Repeat every record below exactly, but leave out any pictures.

[Start of Input for this task]

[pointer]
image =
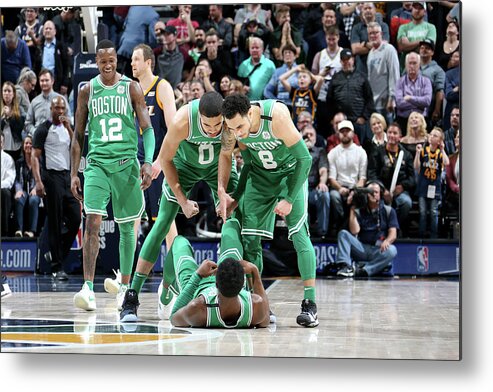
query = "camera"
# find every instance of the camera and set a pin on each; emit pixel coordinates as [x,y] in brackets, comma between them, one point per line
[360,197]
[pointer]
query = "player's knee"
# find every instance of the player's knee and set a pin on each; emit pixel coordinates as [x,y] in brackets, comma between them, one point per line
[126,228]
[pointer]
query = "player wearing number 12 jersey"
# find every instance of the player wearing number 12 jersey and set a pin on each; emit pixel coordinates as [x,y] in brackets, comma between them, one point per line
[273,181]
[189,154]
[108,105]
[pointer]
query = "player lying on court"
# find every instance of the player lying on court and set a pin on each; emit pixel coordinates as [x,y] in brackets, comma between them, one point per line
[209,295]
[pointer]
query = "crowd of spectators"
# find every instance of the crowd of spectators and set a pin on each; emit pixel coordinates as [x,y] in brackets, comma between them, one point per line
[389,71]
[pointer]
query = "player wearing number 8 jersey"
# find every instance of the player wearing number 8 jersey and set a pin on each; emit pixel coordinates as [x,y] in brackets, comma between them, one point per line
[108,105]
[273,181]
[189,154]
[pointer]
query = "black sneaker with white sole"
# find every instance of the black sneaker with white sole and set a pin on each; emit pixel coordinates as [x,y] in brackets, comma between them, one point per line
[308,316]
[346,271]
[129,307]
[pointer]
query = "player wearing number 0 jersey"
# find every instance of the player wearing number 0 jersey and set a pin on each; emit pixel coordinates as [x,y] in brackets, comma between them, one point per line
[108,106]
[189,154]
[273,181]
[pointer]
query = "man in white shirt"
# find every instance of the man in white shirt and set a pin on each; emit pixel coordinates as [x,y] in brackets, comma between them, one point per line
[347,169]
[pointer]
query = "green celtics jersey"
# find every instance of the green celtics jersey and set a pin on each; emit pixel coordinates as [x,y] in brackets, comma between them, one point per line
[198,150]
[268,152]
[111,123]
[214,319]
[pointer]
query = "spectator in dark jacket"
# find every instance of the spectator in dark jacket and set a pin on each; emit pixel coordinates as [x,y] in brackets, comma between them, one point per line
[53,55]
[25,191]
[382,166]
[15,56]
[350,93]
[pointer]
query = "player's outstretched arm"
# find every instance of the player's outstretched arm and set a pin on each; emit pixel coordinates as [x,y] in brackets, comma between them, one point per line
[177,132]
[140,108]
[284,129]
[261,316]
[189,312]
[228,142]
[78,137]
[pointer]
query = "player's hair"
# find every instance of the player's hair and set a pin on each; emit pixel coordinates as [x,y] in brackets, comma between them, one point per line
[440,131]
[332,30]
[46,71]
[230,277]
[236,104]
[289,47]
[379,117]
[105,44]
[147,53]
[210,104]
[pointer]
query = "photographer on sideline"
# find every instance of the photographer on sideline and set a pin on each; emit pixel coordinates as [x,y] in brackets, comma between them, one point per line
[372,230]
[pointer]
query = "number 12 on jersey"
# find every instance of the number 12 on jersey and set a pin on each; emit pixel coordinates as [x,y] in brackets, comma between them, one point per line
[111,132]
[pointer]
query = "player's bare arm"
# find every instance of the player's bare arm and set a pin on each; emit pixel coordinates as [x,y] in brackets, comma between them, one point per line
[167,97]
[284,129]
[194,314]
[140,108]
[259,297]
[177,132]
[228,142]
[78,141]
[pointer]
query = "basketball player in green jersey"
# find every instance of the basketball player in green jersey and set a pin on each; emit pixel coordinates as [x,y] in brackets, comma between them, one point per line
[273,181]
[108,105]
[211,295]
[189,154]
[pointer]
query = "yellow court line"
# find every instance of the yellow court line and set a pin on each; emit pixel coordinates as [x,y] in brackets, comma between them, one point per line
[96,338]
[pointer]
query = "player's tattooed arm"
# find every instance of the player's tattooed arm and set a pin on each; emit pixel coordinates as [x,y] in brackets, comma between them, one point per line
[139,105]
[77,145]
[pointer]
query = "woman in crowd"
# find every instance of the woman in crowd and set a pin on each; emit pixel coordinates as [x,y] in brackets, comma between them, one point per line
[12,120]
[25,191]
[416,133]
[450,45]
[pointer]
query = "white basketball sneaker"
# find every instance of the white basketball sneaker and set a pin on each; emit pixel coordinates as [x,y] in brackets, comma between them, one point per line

[End of Input for this task]

## Full answer
[pointer]
image =
query = "camera"
# find every instance of the camera and set a pin on each; emit pixel coordinates as [x,y] in brackets, comma between them, one point per line
[360,197]
[pointer]
query = "player's knee"
# find every instance of the player's knee and set a pin on each; emit pixel coordinates as [x,y] in brackets, comma between them, one point per line
[126,228]
[pointer]
query = "player wearing number 12 jersey"
# find every instance of the player wearing number 12 jersey and set a pin on each; emit pixel coordinates as [x,y] in brackets, comma between them, one point per line
[273,181]
[189,154]
[108,105]
[pointer]
query = "player lying on court"
# find every instance of the player lying on court and set a pin on each; emit pixel coordinates as [x,y] in brackets, comma between them, one point per line
[209,295]
[pointer]
query = "crowd of spectators"
# find every instance of the crowd of spectators and set a pin on each; emit pixel coordinates as [x,y] in brackets, comma between them, one point per line
[389,71]
[pointer]
query = "player wearing number 8 jersey"
# find every instance of the player wearing number 8 jersey and set a pin on each; emit pixel coordinates as [x,y] in brackets, comma between them, one point per line
[108,105]
[273,181]
[189,154]
[pointer]
query = "black sneaker with white sole"
# find every instance of the black sneaker with white sole and set a pin on each; emit pixel coordinates as [x,y] in brackets, comma between them, one point per line
[308,316]
[346,271]
[129,307]
[pointer]
query = "player wearing number 0 jersey"
# find every instance of the player wearing number 0 jersey and set a pin on each; emit pixel coordinates as [x,y] in brackets, comma between them, one point per line
[108,106]
[189,154]
[273,181]
[pointer]
query = "man in white shirt"
# find every instance of the man in white shirt and set a pin on each; emit pixel coordinates as [x,y] in brackets, comma between them, one point per line
[347,169]
[pointer]
query = "green celtics jersey"
# find every instance of the green celtics jersey and set a pin on each; emit pixel coordinates as [x,y] in brackets, comma between them, one point per line
[198,150]
[268,152]
[111,123]
[214,319]
[pointer]
query = "spectator in dark jacket"
# find every instance of the spectator in dark jacket and set a pin on each; emit pixel coordinates as [x,y] in brackets, comma between them, one point per line
[53,55]
[25,191]
[382,166]
[15,56]
[350,93]
[pointer]
query = "player's outstretched arm"
# find every instance of the player's outstretched arm and set a pin on each; emit pixel coordinates as [x,y] in brackets, comma between them, one point per line
[177,132]
[140,108]
[284,129]
[261,316]
[189,312]
[228,142]
[78,137]
[pointer]
query = "player's hair"
# find every instance of the player's hair and set a pin on each; emit pixel coordinates as [x,y] in brackets, comma between them, one point per line
[440,131]
[332,30]
[46,71]
[230,277]
[236,104]
[289,47]
[379,117]
[105,44]
[147,53]
[210,104]
[pointer]
query = "photographer on sideline"
# find every instance of the photographer on sideline and set a pin on each; emit pixel coordinates as [x,y] in brackets, comma between them, one point per line
[372,230]
[pointer]
query = "number 12 on jersey"
# find every instance of the number 12 on jersey and set a pin on each; emit pixel coordinates as [x,y] in brackets, comma between them, one point per line
[111,132]
[pointer]
query = "player's bare arm"
# find every instance of the player's bare arm and set a pin on each; emit pixel coordinates as [x,y] in brackets, comma between them, one point per line
[167,97]
[284,129]
[194,314]
[140,108]
[259,297]
[177,132]
[228,142]
[78,141]
[pointer]
query = "basketball player in green jersey"
# find every instance of the basketball player in green jersey and set a pin on each; emit pixel coordinates as [x,y] in brackets, comma between them, one point per line
[273,181]
[108,105]
[211,295]
[189,154]
[pointer]
query = "yellow court line"
# find every instance of the yellow court line and set a pin on each; emit pixel coordinates as [x,y] in brackets, comma between them, one point per line
[96,338]
[pointer]
query = "player's tattooed arm"
# find every instance of the player's tattooed arm and set a pin on each; emit pixel coordinates as [x,y] in brackets, comma between them, one point per line
[139,105]
[77,145]
[pointer]
query = "woman in crowd"
# find every instance of the woman in crowd and set a pin on each; emit pixel coordinates as [x,y] in brackets, comma between them, one point per line
[12,120]
[25,191]
[416,133]
[450,45]
[pointer]
query = "white basketball sneaker"
# find every instance of the white basketball sneaker and set a pin on each; emit pixel coordinates as [x,y] in brackets, comma between them, one point per line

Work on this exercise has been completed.